Dáil debates
Thursday, 25 February 2021
Health (Amendment) Bill 2021: Second Stage (Resumed)
11:00 am
Michael Fitzmaurice (Roscommon-Galway, Independent) | Oireachtas source
-----and to people themselves.
We live in an Ireland where people are coming in and going out. I spoke last night to a young couple in Donegal. They are living in a caravan that is damp and are expecting a baby on 1 April next. They cannot get an electrician for two days to finish their house out in the countryside in order that they can live in it. We live in a country where a person who was roofing a house in Portumna was told by a member of An Garda Síochána to go. We live in a country where a group of workers from Northern Ireland can come down here every day, go into every shop in this country and work on a social housing scheme under contract to the Irish State but Paddy, in this country, is now considering going across to England to work because sites have been shut down. I spoke to small subcontractors last night who are on the verge of going bust because of the regulations here. I know of a 150-acre field in Dublin that one would need to send a drone across to see someone but the site has been shut down. What is the mentality? Have we become so cowardly that we cannot make a decision on what is right or wrong? Are doctors going to be allowed to say, "I do not know much about building but I am going to shut it down"? We need to wake up and cop on to the plight of our own people. Builders and construction workers are like birds; they go where the work is. They are leaving this country in droves because England is at full bore and there is no point in staying. We must also remember that there are companies in Ireland employing electricians who go off to work for three weeks and come home for one. Will they not be allowed to see their families?
I am not opposed to quarantine - let me be very clear on that - but what is the point of it if I can go to France, meet people there who jump on a plane and come to Ireland and then jump on a plane and go to England? If we are doing this, we need to do it right. It should be full duck or no dinner. We either do it right or forget about it all together. We have been talking about doing this for so long now. I listened to a programme this morning on quarantine and if we do not do it right within the hotels, we will have an even bigger problem. I heard Professor Luke O'Neill talking about the fact that when one opens the door of a room where a person is quarantining, the virus can come out at one. We are not set up for this. We need systems that pull the air away.
We are proposing a system whereby people coming from 20 listed countries must have everything in place in advance or they cannot come. It is almost like the requirements for animal exporters. However, if people are coming from somewhere else, they can shoot in, show their PCR test and away they go. We need one system or the other.

**Input data:**

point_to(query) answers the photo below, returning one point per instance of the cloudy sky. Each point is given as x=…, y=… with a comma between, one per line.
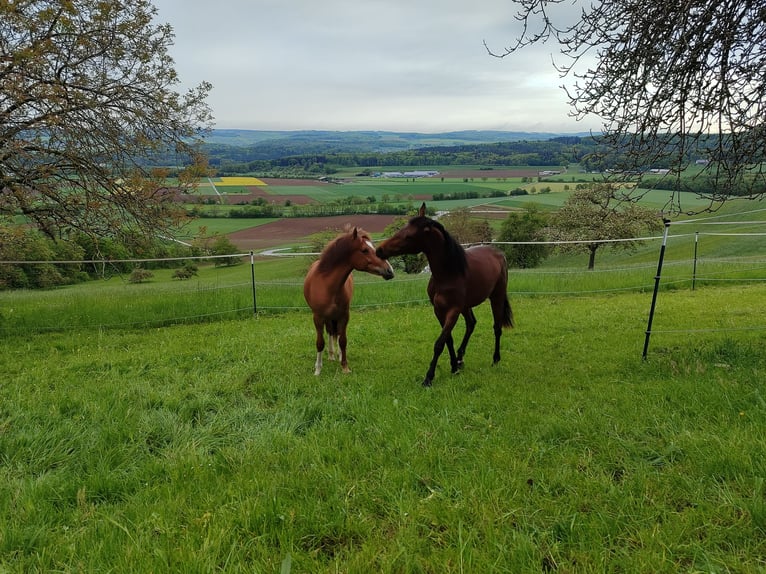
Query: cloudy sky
x=398, y=65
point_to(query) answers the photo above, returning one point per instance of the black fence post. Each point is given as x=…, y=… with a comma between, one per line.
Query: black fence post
x=656, y=287
x=252, y=278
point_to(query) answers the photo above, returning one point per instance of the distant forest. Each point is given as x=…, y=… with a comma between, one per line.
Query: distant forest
x=313, y=154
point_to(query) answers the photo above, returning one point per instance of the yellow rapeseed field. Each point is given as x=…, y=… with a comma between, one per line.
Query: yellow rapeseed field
x=239, y=181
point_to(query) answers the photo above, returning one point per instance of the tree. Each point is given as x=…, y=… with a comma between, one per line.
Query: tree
x=673, y=82
x=592, y=217
x=528, y=226
x=87, y=97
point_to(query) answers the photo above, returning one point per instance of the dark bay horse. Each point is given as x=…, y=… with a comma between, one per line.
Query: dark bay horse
x=460, y=280
x=329, y=286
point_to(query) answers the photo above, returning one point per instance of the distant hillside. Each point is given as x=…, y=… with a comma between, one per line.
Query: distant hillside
x=281, y=143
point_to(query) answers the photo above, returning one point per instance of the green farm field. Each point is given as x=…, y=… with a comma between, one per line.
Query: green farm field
x=213, y=447
x=177, y=426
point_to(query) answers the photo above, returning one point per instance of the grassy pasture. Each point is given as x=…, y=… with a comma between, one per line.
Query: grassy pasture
x=210, y=447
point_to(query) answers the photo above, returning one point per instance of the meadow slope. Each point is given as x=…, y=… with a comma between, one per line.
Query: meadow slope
x=213, y=447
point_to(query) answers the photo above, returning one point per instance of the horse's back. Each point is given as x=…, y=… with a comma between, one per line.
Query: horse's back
x=487, y=273
x=322, y=299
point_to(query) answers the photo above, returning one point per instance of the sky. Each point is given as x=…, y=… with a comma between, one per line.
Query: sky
x=388, y=65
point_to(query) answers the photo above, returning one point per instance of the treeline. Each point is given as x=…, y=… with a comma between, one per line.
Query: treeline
x=260, y=211
x=31, y=260
x=557, y=151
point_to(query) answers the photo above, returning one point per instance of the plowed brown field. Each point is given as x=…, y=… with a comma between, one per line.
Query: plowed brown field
x=293, y=229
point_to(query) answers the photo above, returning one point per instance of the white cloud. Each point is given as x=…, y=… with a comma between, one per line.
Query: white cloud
x=379, y=65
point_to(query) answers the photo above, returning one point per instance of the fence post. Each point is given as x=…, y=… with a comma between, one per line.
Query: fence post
x=656, y=286
x=694, y=271
x=252, y=278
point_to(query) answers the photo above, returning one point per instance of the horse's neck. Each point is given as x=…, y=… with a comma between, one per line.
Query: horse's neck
x=436, y=253
x=338, y=275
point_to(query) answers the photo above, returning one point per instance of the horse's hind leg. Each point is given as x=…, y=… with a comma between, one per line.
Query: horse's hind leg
x=445, y=338
x=319, y=326
x=332, y=347
x=342, y=340
x=502, y=317
x=470, y=325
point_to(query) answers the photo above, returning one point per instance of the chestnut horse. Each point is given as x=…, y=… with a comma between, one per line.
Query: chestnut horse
x=460, y=280
x=329, y=286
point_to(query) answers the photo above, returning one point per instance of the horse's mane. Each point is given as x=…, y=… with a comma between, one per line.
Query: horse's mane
x=339, y=248
x=454, y=254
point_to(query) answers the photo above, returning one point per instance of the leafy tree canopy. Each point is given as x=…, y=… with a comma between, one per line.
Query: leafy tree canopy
x=594, y=216
x=664, y=76
x=87, y=95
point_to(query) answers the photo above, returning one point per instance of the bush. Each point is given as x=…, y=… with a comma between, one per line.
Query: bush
x=140, y=275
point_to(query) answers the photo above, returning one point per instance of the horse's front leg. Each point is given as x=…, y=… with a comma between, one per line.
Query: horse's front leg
x=445, y=338
x=319, y=326
x=470, y=324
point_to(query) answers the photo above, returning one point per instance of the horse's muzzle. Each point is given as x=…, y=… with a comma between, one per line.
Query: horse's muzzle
x=388, y=272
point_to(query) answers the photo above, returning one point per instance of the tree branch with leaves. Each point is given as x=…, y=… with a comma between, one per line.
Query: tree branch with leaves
x=673, y=82
x=88, y=95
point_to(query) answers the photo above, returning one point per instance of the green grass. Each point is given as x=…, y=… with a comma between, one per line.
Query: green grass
x=199, y=448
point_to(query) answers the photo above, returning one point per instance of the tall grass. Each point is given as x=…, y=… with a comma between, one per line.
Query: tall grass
x=212, y=447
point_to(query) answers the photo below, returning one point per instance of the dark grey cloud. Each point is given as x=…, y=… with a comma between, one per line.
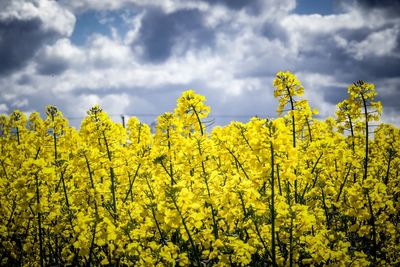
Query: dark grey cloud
x=20, y=40
x=51, y=66
x=251, y=6
x=160, y=32
x=27, y=25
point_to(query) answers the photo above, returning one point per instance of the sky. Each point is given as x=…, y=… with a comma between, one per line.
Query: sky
x=136, y=57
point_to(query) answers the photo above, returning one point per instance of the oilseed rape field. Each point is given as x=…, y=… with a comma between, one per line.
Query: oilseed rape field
x=290, y=191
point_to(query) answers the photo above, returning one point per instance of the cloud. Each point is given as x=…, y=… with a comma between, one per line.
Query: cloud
x=25, y=26
x=228, y=51
x=376, y=44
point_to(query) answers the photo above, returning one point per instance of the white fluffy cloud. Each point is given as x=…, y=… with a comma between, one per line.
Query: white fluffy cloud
x=53, y=16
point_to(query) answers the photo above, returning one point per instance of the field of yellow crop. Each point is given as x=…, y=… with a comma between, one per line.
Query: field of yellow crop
x=284, y=192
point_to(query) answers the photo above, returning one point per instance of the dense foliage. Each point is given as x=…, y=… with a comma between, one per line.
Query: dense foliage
x=290, y=191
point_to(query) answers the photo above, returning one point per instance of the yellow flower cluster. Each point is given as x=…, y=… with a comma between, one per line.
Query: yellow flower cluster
x=284, y=192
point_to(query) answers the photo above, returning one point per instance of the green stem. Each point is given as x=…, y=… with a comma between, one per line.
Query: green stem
x=366, y=137
x=273, y=206
x=112, y=176
x=196, y=253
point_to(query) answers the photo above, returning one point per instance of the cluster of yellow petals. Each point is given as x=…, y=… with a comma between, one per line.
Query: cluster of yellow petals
x=270, y=192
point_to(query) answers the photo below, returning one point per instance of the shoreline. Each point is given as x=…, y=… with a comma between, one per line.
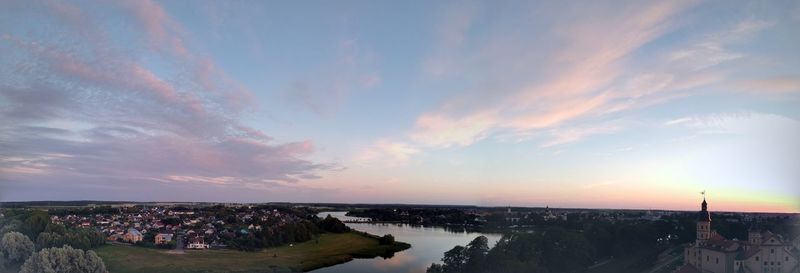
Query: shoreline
x=329, y=249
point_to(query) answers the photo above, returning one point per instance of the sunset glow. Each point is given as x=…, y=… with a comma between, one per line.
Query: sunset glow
x=596, y=105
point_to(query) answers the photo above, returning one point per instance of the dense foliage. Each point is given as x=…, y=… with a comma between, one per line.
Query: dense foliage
x=64, y=260
x=15, y=247
x=555, y=250
x=333, y=224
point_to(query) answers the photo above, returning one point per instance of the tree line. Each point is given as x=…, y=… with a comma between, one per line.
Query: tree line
x=30, y=243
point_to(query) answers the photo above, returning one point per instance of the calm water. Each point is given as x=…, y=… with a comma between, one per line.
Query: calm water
x=427, y=246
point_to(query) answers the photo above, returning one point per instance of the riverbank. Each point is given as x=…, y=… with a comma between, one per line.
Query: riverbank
x=327, y=250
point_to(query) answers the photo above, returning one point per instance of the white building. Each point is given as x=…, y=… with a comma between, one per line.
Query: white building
x=763, y=252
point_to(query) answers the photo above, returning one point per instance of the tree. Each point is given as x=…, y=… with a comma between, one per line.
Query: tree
x=476, y=254
x=16, y=247
x=334, y=225
x=9, y=226
x=48, y=239
x=64, y=260
x=454, y=260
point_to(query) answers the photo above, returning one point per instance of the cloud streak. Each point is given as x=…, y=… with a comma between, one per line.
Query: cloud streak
x=90, y=111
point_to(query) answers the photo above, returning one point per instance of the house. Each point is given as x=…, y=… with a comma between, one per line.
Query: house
x=133, y=236
x=197, y=243
x=163, y=238
x=763, y=252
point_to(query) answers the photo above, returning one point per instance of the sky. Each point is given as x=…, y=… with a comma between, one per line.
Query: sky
x=597, y=104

**Check your understanding:**
(A) In the Dáil debate excerpt, when is the young couple in Donegal expecting their baby?
(B) Continue the Dáil speech on the Health (Amendment) Bill from the point where it stops.

**Per-task answers:**
(A) On 1 April.

(B)
I do not blame the Minister but the big problem is that the way the EU has gone about doing its deals has been an unmitigated disaster. If we went down to marts in Castlerea or Roscommon, got some of those dealers and brought them to deal with the vaccine suppliers, we would have got better results. We should be looking outside to see if we can do deals with whosoever have vaccines. From what I see, some of those in Europe do not have a clue what they are at.
I ask the Minister and the Government to give consideration to the construction sector. Many people do not understand all the elements of this situation. The Government has not gone to the banks. The banks are not granting moratoriums, even though it has been stated by Europe since after Christmas that the banks should give moratoriums to help with the situation in countries. The banks have given the two fingers to the Minister for Finance, Deputy Donohoe, as usual. Either this House or the Central Bank needs to rein in the banks.
People do not understand that we need subcontractors to do the groundwork and shift the muck in the construction sector. They have major payments to make because their equipment is leased. There is no moratorium in place in that regard. Everybody is talking about the employment wage subsidy scheme, EWSS, and the pandemic unemployment payment, PUP, and all of this kind of stuff coming out. Let us drill down, however, into what payments these people have. There is nothing contained in those payments to help these subcontractors.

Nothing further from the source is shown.